WHAT YOU WILL DO
Set down exactly the lines below, starting at the one that contains "Where can you see the fly's transparent" and ending at the one that contains "Where can you see the background", with both of those lines included and nothing else.

GIVEN DATA
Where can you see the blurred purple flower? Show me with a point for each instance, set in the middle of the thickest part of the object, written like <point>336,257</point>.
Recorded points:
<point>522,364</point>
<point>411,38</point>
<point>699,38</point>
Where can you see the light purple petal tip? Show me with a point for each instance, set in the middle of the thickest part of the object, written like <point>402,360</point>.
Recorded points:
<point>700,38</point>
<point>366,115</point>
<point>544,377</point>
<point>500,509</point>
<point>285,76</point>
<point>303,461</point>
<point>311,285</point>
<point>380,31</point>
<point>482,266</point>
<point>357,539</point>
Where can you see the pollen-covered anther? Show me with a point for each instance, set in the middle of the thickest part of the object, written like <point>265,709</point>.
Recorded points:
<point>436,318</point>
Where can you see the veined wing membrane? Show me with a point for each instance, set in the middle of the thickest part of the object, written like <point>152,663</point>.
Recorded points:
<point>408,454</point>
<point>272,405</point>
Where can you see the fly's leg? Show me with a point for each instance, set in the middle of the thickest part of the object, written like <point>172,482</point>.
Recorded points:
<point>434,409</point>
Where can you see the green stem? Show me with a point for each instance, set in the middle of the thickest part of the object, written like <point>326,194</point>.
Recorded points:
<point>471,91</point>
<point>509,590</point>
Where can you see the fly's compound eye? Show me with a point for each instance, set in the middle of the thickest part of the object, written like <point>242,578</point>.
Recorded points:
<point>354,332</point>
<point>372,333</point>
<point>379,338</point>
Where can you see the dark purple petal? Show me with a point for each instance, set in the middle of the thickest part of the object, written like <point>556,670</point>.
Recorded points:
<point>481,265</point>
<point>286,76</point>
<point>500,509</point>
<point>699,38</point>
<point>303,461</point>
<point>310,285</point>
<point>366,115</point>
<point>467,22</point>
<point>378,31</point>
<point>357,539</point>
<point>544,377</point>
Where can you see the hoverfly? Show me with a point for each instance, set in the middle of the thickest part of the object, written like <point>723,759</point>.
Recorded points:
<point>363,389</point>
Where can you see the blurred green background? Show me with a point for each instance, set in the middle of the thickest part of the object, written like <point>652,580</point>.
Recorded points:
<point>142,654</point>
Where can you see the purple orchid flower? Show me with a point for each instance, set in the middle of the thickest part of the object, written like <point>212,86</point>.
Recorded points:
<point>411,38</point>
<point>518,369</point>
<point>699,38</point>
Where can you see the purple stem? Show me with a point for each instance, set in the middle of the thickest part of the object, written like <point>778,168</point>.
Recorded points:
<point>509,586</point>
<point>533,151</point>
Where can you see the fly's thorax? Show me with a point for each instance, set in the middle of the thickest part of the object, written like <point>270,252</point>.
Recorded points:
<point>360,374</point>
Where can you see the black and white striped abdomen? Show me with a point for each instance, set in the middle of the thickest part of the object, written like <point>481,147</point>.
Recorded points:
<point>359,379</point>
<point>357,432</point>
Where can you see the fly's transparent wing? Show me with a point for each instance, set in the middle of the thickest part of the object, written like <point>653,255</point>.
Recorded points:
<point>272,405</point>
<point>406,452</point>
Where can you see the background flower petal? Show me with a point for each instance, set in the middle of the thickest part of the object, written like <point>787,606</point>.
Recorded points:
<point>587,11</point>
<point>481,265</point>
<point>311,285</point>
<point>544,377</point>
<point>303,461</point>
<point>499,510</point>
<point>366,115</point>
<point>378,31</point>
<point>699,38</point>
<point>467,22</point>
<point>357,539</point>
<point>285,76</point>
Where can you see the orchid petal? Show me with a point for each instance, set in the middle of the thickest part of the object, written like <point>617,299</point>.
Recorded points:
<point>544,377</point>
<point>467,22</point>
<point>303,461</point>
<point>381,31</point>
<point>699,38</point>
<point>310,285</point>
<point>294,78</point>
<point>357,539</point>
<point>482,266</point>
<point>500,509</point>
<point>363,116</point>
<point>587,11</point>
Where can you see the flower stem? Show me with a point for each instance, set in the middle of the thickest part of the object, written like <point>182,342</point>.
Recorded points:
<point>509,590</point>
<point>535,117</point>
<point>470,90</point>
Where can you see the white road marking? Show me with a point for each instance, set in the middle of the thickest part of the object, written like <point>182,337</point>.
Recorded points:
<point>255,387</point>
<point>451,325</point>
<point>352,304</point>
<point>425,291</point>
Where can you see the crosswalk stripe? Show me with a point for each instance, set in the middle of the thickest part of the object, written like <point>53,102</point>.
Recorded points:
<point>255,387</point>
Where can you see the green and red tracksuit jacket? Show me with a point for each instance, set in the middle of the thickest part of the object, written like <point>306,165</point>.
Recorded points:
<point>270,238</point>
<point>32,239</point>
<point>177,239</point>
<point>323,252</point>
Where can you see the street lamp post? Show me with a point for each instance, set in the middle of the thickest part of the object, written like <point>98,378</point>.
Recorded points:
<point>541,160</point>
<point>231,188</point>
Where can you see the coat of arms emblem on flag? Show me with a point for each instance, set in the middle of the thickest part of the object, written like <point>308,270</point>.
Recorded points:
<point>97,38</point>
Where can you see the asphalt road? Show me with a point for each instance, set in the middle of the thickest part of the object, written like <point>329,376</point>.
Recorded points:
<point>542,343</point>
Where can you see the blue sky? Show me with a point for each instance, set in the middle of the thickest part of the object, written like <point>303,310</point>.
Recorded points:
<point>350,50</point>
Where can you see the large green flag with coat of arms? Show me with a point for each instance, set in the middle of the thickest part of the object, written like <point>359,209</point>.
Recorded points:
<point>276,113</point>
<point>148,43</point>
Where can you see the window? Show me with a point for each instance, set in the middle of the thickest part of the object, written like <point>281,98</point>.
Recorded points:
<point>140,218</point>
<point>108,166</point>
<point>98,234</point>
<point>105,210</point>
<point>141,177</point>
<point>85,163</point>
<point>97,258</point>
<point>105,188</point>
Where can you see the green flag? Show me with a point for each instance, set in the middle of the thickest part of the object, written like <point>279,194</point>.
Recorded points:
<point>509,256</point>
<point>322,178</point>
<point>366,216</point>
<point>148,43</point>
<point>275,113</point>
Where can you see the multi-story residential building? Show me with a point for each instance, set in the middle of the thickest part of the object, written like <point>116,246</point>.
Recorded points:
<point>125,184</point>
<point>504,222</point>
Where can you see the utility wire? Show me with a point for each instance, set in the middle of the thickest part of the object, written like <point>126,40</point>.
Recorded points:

RESULT FOR THIS TASK
Where can you see the fly's transparent wing? Show me with a point for each instance, set in the middle of the thickest part of the object, written like <point>653,255</point>.
Recorded points:
<point>272,405</point>
<point>406,452</point>
Where can you see the background flower petal? Show me with a point for each instance, set in the middle of the thickest part of the object, written like <point>787,606</point>.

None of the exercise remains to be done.